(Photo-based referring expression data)
_ _ _
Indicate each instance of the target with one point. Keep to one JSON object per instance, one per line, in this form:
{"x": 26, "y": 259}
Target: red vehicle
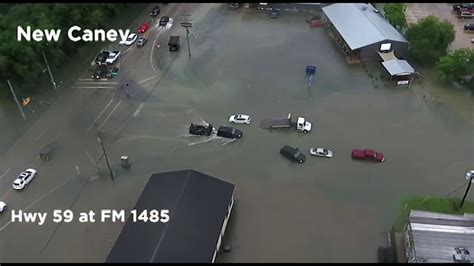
{"x": 367, "y": 155}
{"x": 144, "y": 27}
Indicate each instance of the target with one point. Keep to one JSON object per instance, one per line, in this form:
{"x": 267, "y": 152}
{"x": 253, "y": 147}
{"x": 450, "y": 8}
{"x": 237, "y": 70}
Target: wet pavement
{"x": 325, "y": 210}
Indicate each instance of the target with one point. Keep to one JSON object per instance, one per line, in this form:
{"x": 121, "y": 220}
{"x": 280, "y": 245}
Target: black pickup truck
{"x": 200, "y": 130}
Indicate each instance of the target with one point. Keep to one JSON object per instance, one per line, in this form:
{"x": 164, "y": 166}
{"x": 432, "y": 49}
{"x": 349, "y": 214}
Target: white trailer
{"x": 301, "y": 124}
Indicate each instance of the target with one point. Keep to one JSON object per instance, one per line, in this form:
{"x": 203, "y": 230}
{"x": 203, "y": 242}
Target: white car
{"x": 131, "y": 39}
{"x": 322, "y": 152}
{"x": 113, "y": 56}
{"x": 240, "y": 119}
{"x": 24, "y": 178}
{"x": 3, "y": 206}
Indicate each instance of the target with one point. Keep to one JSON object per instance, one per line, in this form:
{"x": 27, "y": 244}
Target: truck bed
{"x": 276, "y": 123}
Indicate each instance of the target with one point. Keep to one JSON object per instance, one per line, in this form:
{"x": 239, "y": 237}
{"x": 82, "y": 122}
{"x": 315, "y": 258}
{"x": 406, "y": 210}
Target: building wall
{"x": 370, "y": 52}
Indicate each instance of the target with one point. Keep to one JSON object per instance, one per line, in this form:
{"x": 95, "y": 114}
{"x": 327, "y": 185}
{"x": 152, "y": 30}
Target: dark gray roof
{"x": 435, "y": 235}
{"x": 397, "y": 67}
{"x": 198, "y": 204}
{"x": 360, "y": 25}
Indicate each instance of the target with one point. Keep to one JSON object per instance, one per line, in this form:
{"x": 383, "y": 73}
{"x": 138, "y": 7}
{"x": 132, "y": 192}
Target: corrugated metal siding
{"x": 361, "y": 28}
{"x": 434, "y": 241}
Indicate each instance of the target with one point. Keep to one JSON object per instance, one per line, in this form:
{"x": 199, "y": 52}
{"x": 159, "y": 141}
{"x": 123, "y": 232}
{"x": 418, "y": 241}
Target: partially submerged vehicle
{"x": 229, "y": 132}
{"x": 301, "y": 125}
{"x": 293, "y": 154}
{"x": 173, "y": 43}
{"x": 200, "y": 130}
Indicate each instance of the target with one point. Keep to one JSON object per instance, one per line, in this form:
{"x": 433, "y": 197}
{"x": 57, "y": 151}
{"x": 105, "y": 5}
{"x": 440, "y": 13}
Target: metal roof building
{"x": 360, "y": 30}
{"x": 199, "y": 207}
{"x": 398, "y": 67}
{"x": 434, "y": 237}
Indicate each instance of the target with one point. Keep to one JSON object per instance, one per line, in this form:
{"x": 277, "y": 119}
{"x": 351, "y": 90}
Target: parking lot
{"x": 324, "y": 210}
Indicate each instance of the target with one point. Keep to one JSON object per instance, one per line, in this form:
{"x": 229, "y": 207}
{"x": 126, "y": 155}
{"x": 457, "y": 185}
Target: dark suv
{"x": 200, "y": 130}
{"x": 229, "y": 132}
{"x": 100, "y": 72}
{"x": 163, "y": 21}
{"x": 293, "y": 154}
{"x": 156, "y": 10}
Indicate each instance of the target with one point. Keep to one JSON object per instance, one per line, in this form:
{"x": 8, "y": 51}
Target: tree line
{"x": 429, "y": 40}
{"x": 23, "y": 61}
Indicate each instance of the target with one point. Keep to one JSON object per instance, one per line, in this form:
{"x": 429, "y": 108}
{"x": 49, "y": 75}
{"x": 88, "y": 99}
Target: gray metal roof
{"x": 360, "y": 25}
{"x": 436, "y": 235}
{"x": 397, "y": 67}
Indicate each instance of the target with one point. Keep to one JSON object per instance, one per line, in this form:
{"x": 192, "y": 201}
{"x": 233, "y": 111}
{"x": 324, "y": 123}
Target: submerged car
{"x": 24, "y": 178}
{"x": 163, "y": 21}
{"x": 200, "y": 130}
{"x": 155, "y": 12}
{"x": 3, "y": 206}
{"x": 144, "y": 27}
{"x": 113, "y": 56}
{"x": 141, "y": 41}
{"x": 367, "y": 154}
{"x": 322, "y": 152}
{"x": 240, "y": 119}
{"x": 102, "y": 57}
{"x": 131, "y": 39}
{"x": 229, "y": 132}
{"x": 293, "y": 154}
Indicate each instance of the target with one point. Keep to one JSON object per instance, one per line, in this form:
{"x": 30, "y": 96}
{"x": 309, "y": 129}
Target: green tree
{"x": 429, "y": 39}
{"x": 395, "y": 14}
{"x": 457, "y": 66}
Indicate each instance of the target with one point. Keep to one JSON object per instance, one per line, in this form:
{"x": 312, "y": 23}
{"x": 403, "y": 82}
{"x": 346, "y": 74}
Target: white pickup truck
{"x": 113, "y": 56}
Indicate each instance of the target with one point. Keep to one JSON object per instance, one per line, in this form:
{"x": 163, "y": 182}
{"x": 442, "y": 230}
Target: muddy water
{"x": 325, "y": 210}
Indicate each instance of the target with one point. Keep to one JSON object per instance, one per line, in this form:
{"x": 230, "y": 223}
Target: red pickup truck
{"x": 367, "y": 155}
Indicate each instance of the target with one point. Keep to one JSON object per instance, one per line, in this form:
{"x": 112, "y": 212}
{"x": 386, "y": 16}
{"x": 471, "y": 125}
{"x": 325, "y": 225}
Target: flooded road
{"x": 325, "y": 210}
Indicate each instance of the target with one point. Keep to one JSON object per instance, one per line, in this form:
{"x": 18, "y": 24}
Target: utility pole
{"x": 187, "y": 25}
{"x": 16, "y": 100}
{"x": 469, "y": 176}
{"x": 49, "y": 70}
{"x": 99, "y": 139}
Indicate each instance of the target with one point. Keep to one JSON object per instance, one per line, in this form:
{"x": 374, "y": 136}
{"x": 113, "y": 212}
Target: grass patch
{"x": 442, "y": 205}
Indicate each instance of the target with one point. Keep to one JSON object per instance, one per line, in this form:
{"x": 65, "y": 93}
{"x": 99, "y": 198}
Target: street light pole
{"x": 99, "y": 139}
{"x": 187, "y": 25}
{"x": 49, "y": 70}
{"x": 16, "y": 100}
{"x": 470, "y": 177}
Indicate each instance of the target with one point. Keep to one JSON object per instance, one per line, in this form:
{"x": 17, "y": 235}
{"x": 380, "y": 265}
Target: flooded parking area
{"x": 324, "y": 210}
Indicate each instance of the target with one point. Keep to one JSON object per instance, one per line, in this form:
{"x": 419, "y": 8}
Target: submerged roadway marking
{"x": 150, "y": 78}
{"x": 6, "y": 172}
{"x": 100, "y": 114}
{"x": 110, "y": 114}
{"x": 140, "y": 107}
_ _ _
The entries above should be retyped word for word, with all pictures omitted.

Indicate each instance of the target with one point. Keep to one JSON object per instance, one per line, in this form:
{"x": 26, "y": 259}
Target: red vehicle
{"x": 367, "y": 155}
{"x": 144, "y": 27}
Indicate each instance of the target with one point. Keep to one JSON object per instance, one per line, in this form:
{"x": 267, "y": 152}
{"x": 253, "y": 147}
{"x": 450, "y": 8}
{"x": 237, "y": 70}
Target: wet pavement
{"x": 325, "y": 210}
Indicate each instance of the target with one point. Keep to one JSON object per instance, one per line, in this form:
{"x": 121, "y": 220}
{"x": 280, "y": 245}
Target: black pickup truck
{"x": 200, "y": 130}
Indicate each instance of the target with one point. Keep to one JSON object per instance, one per line, in this form:
{"x": 164, "y": 166}
{"x": 432, "y": 49}
{"x": 349, "y": 214}
Target: white trailer
{"x": 301, "y": 124}
Indicate each instance of the target with one point. Keep to one JSON object per instance, one per line, in this form:
{"x": 203, "y": 230}
{"x": 203, "y": 242}
Target: white car
{"x": 131, "y": 39}
{"x": 322, "y": 152}
{"x": 113, "y": 56}
{"x": 240, "y": 119}
{"x": 24, "y": 178}
{"x": 3, "y": 206}
Indicate each instance of the target with one point. Keep to one JSON object per instance, one per line, in this form:
{"x": 27, "y": 244}
Target: truck bed
{"x": 276, "y": 123}
Indicate each instance of the target with one point. Keep to one JSON object per instance, one per line, in this form:
{"x": 239, "y": 237}
{"x": 82, "y": 122}
{"x": 315, "y": 258}
{"x": 406, "y": 210}
Target: building wall
{"x": 370, "y": 52}
Indicate each instance of the target with one point. Keep to one JSON object per instance, one per line, in this form:
{"x": 95, "y": 114}
{"x": 327, "y": 185}
{"x": 152, "y": 30}
Target: dark gray roof
{"x": 435, "y": 235}
{"x": 397, "y": 67}
{"x": 198, "y": 204}
{"x": 360, "y": 25}
Indicate each instance of the target with one point. Keep to one JSON object per instance, one per line, in this form:
{"x": 383, "y": 73}
{"x": 138, "y": 7}
{"x": 132, "y": 192}
Target: corrugated metal siding
{"x": 361, "y": 28}
{"x": 434, "y": 241}
Indicate each instance of the target with one point. Keep to one JSON object per instance, one per line, in this form:
{"x": 199, "y": 52}
{"x": 159, "y": 141}
{"x": 123, "y": 232}
{"x": 418, "y": 241}
Target: partially submerged vehicle
{"x": 229, "y": 132}
{"x": 301, "y": 125}
{"x": 293, "y": 154}
{"x": 173, "y": 43}
{"x": 200, "y": 130}
Indicate each instance of the target with one point. Keep to one JSON object per instance, one per line, in this form:
{"x": 433, "y": 197}
{"x": 57, "y": 151}
{"x": 105, "y": 5}
{"x": 440, "y": 13}
Target: metal roof building
{"x": 360, "y": 30}
{"x": 199, "y": 207}
{"x": 398, "y": 67}
{"x": 434, "y": 237}
Indicate each instance of the target with one point. Keep to one JSON object per instance, one per line, in this form:
{"x": 277, "y": 119}
{"x": 351, "y": 90}
Target: parking lot
{"x": 324, "y": 210}
Indicate each instance of the target with one point. Keep to one JSON object per instance, one per line, in this form:
{"x": 229, "y": 207}
{"x": 126, "y": 155}
{"x": 457, "y": 185}
Target: dark suv
{"x": 200, "y": 130}
{"x": 229, "y": 132}
{"x": 100, "y": 72}
{"x": 163, "y": 21}
{"x": 293, "y": 154}
{"x": 156, "y": 10}
Indicate each instance of the target with one point. Keep to one JSON object per instance, one per line, in this form:
{"x": 8, "y": 51}
Target: tree line
{"x": 429, "y": 40}
{"x": 23, "y": 61}
Indicate each instance of the target with one point. Keep to one JSON object per instance, one per line, in this form:
{"x": 429, "y": 108}
{"x": 49, "y": 75}
{"x": 88, "y": 99}
Target: gray metal roof
{"x": 360, "y": 25}
{"x": 436, "y": 235}
{"x": 397, "y": 67}
Indicate each instance of the target with one point. Keep to one JSON object per instance, one per line, in this form:
{"x": 192, "y": 201}
{"x": 233, "y": 111}
{"x": 324, "y": 123}
Target: submerged car
{"x": 24, "y": 178}
{"x": 163, "y": 21}
{"x": 200, "y": 130}
{"x": 155, "y": 12}
{"x": 3, "y": 206}
{"x": 144, "y": 27}
{"x": 113, "y": 56}
{"x": 141, "y": 41}
{"x": 367, "y": 154}
{"x": 322, "y": 152}
{"x": 240, "y": 119}
{"x": 102, "y": 57}
{"x": 131, "y": 39}
{"x": 229, "y": 132}
{"x": 293, "y": 154}
Indicate each instance of the target with one point. Keep to one JSON object per instance, one per line, in this form:
{"x": 30, "y": 96}
{"x": 309, "y": 129}
Target: green tree
{"x": 429, "y": 39}
{"x": 395, "y": 14}
{"x": 457, "y": 66}
Indicate each instance of the target with one point. Keep to one JSON object per instance, one per line, in this form:
{"x": 312, "y": 23}
{"x": 403, "y": 82}
{"x": 346, "y": 74}
Target: white pickup truck
{"x": 113, "y": 56}
Indicate each instance of the target with one point. Keep to one JSON object per instance, one per line, in this form:
{"x": 163, "y": 182}
{"x": 442, "y": 230}
Target: muddy water
{"x": 325, "y": 210}
Indicate each instance of the target with one point. Keep to one JSON object per instance, one per line, in this form:
{"x": 230, "y": 223}
Target: red pickup truck
{"x": 367, "y": 155}
Indicate each instance of the target with one point. Keep to one JSON object per instance, one per line, in this form:
{"x": 112, "y": 212}
{"x": 386, "y": 16}
{"x": 471, "y": 125}
{"x": 325, "y": 225}
Target: flooded road
{"x": 325, "y": 210}
Indicate each instance of the target with one point. Keep to one JSON object per instance, one per line, in this form:
{"x": 18, "y": 24}
Target: utility pole
{"x": 187, "y": 25}
{"x": 16, "y": 100}
{"x": 469, "y": 176}
{"x": 49, "y": 70}
{"x": 99, "y": 139}
Indicate each instance of the target with one point. Keep to one JSON object per instance, one per line, in this form:
{"x": 374, "y": 136}
{"x": 113, "y": 212}
Target: grass patch
{"x": 442, "y": 205}
Indicate each instance of the target with one point. Keep to one JSON object per instance, one per line, in this form:
{"x": 65, "y": 93}
{"x": 99, "y": 198}
Target: street light pole
{"x": 99, "y": 139}
{"x": 187, "y": 25}
{"x": 49, "y": 70}
{"x": 16, "y": 100}
{"x": 470, "y": 177}
Indicate each instance of the target with one point. Keep to one JSON object per instance, one per line, in this form:
{"x": 17, "y": 235}
{"x": 380, "y": 265}
Target: flooded parking area
{"x": 324, "y": 210}
Indicate each instance of the target with one point. Keep to one JSON object per instance, one per line, in this form:
{"x": 419, "y": 8}
Target: submerged roadway marking
{"x": 150, "y": 78}
{"x": 6, "y": 172}
{"x": 100, "y": 114}
{"x": 110, "y": 114}
{"x": 140, "y": 107}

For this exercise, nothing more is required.